# [Travail demandé]
1. Dans le texte fourni, combien de minutes dure chaque épisode ?
2. Recopiez intégralement toutes les lignes des enregistrements de placement de points, consignes comprises, en mettant à l'échelle par un facteur 0,9 chaque coordonnée figurant dans les réponses, sans toucher aux consignes ni à leurs exemples de format. Arrondissez chaque résultat à l'entier le plus proche, les demis étant arrondis vers le haut.

# [Texte fourni]
___

Malgré l’allure mythique que peuvent prendre les personnages vedettes, vos vaillants et rigoureux voisins sont on ne peut plus humains, sympathiques et généreux, vous voudrez trinquer et lever votre verre de houblon pétillant avec eux, et Émilise le sait d’emblée. À preuve, les 30 minutes de chaque épisode vous laissent juste le temps de déguster votre réconfort en tasse, comme si vous partagiez un bon café avec eux.

 

Mais attention, encore plus que ces humains, c’est leur mode de vie que vous voudrez adopter. Le charme du travail en plein air, du devoir accompli, créer la vie de ses propres mains et voir l’apport tangible (et comestible) que l’on apporte à notre communauté surpasse tous les sourires de Brad Pitt ou le jet set d’une cossue vie citadine. Même le pelletage de purin peut avoir ses lettres de noblesse !

___

# [Enregistrements de placement de points]
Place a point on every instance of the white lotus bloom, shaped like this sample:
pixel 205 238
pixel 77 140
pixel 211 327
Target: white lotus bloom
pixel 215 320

___

# [Réponses par tâche]
1. Chaque épisode dure 30 minutes.

2.
Place a point on every instance of the white lotus bloom, shaped like this sample:
pixel 205 238
pixel 77 140
pixel 211 327
Target: white lotus bloom
pixel 194 288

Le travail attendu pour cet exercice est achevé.